------ Testo di lettura ------

23/09/2025
da Left
Federica Stagni , Luca Bonaventura
Dalle scuole ai porti, una marea in piazza con Usb e Cobas. E' il momento di «abbassare le armi, alzare i salari»
Si è bloccata grazie alle lavoratrici e ai lavoratori che hanno deciso di non essere complici di un genocidio che va avanti oramai da due anni e che vediamo ogni giorno sui nostri schermi. Lavoratori e lavoratrici che hanno deciso di organizzare la propria rabbia, aderendo allo sciopero generale lanciato dall’USB e da altri sindacati di base come i Cobas, capaci di intercettare e incanalare un malcontento diffuso in un grande momento di lotta che ha visto la partecipazione di praticamente tutte le categorie.
Secondo l’USB, milioni di lavoratori e lavoratrici hanno scioperato in tutto il Paese, con punte del 70% di scuole chiuse in alcune città e una partecipazione molto alta nei trasporti, in particolare nel Sud. Le parole d’ordine sono state quelle della solidarietà internazionalista, contro le politiche di riarmo e per la fine del genocidio in Palestina. Lo slogan rilanciato dai sindacati di base è immediato: “Abbassare le armi, alzare i salari”. Un messaggio tanto semplice quanto chiaro ripreso anche in uno degli interventi più significativi al presidio di Roma, quando un pompiere USB ha interrotto i cori della folla, ricordando che i pompieri hanno paura, devono averne, perché non sono supereroi ma lavoratori come tutti gli altri e per questo bisogna scioperare contro uno Stato che sottrae fondi a ricerca, sanità e soccorso pubblico per investirli nell’industria bellica. Le persone vogliono il welfare non il warfare, vogliono servizi, sicurezza abitativa e salari dignitosi, non essere complici di un genocidio che miete centinaia di vittime ogni giorno da quasi due anni.

------ Estratti dei dati ------

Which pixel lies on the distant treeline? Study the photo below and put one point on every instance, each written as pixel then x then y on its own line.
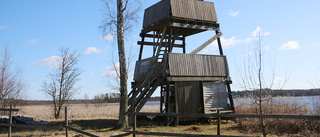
pixel 277 93
pixel 115 98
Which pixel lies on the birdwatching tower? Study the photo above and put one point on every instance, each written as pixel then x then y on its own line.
pixel 188 82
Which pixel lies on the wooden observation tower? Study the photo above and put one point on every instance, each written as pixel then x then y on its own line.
pixel 188 82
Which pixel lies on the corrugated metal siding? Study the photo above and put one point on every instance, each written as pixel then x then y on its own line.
pixel 192 9
pixel 156 12
pixel 185 9
pixel 142 66
pixel 197 65
pixel 189 98
pixel 214 95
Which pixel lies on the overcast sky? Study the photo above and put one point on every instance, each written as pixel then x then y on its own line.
pixel 34 30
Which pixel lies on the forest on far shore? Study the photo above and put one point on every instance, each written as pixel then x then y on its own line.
pixel 112 98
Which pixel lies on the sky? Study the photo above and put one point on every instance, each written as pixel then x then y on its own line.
pixel 35 30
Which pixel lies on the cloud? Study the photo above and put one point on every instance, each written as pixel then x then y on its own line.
pixel 258 31
pixel 33 41
pixel 3 27
pixel 111 71
pixel 90 73
pixel 92 50
pixel 233 13
pixel 32 79
pixel 316 44
pixel 33 85
pixel 278 80
pixel 290 45
pixel 51 62
pixel 108 37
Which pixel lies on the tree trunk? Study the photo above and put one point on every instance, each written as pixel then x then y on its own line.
pixel 123 119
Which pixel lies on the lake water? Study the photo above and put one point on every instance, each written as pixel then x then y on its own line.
pixel 310 101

------

◆ **Consegna**
Per favore, continua l'articolo sullo sciopero generale dopo la sua ultima frase. I dati non hanno alcun legame con l'articolo sullo sciopero generale.

◆ **Risposta**
La mobilitazione del 22 settembre ha attraversato strade, piazze, stazioni e porti. Sono state occupate le stazioni di Pisa, Napoli, Torino e Milano; bloccate le tangenziali e le autostrade a Bologna, Firenze e Roma e i porti di Genova, Livorno, Bari, Venezia e Trieste. La chiamata di USB, sullo slancio della Freedom Flottila, è stata in grado di bloccare punti economici nevralgici di questo paese mobilitando ampie fasce della popolazione in maniera coordinata ovunque. Questa capacità organizzativa ramificata non può che spaventare chi ci governa.
E, per la prima volta in Italia, non vediamo soltanto una grande capacità di coordinamento nazionale, ma anche la presa di parola e di spazio pubblico delle cosiddette “seconde generazioni” e delle tante soggettività razzializzate che abitano questo paese. Sono loro che smascherano con chiarezza le bugie di queste democrazie liberali, le stesse che avevano promesso uguaglianza e diritti, distinguendosi dai corrotti governi arabi o dai tanti Stati post-coloniali che, una volta raggiunta l’indipendenza, hanno deluso le aspettative di milioni di persone. Oggi il genocidio a Gaza ha il volto del razzismo e dell’islamofobia: ed è questo che li fa, giustamente, incazzare. Sono giovani come Ramy per cui ancora si chiede giustizia, e sono tutte quelle persone che abbiamo deluso con quel Sì mancato al referendum dell’8 giugno per la riforma della legge sulla cittadinanza.
Persone razzializzate, lavoratrici precarie e giovani sono inoltre del tutto sacrificabili, e infatti la risposta del governo e delle forze dell’ordine è stata la solita: repressione. Cariche, idranti e lacrimogeni in diverse città, con feriti portati in ospedale, arresti e denunce. Da parte delle istituzioni è arrivato il consueto tentativo di rovesciare i ruoli: non solo si è vittime di un sistema violento e iniquo, ma quando ci si ribella si diventa automaticamente “vandali” o “delinquenti”. Una narrazione che non sorprende, ma che mostra ancora una volta la distanza tra la società reale e chi governa.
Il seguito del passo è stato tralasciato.